■ YOUR INSTRUCTIONS: In this exercise, reproduce all the entries that follow exactly.

■ Stored dataset items:
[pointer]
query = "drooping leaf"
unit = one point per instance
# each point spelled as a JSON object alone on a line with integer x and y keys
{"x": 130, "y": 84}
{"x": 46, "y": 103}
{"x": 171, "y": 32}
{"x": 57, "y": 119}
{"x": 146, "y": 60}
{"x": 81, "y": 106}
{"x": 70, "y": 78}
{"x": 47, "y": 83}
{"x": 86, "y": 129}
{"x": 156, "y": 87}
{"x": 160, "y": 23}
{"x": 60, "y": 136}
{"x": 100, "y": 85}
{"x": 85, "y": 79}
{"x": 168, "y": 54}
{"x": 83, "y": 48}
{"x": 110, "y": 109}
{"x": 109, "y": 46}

■ RESULT OF THIS EXERCISE:
[pointer]
query = "drooping leaf"
unit = one point per instance
# each point spelled as a JSON object alone on a line with integer x and y keys
{"x": 130, "y": 84}
{"x": 46, "y": 103}
{"x": 171, "y": 32}
{"x": 57, "y": 119}
{"x": 146, "y": 60}
{"x": 81, "y": 106}
{"x": 70, "y": 78}
{"x": 47, "y": 83}
{"x": 86, "y": 129}
{"x": 156, "y": 87}
{"x": 160, "y": 23}
{"x": 60, "y": 136}
{"x": 100, "y": 85}
{"x": 85, "y": 79}
{"x": 168, "y": 54}
{"x": 83, "y": 48}
{"x": 110, "y": 109}
{"x": 109, "y": 46}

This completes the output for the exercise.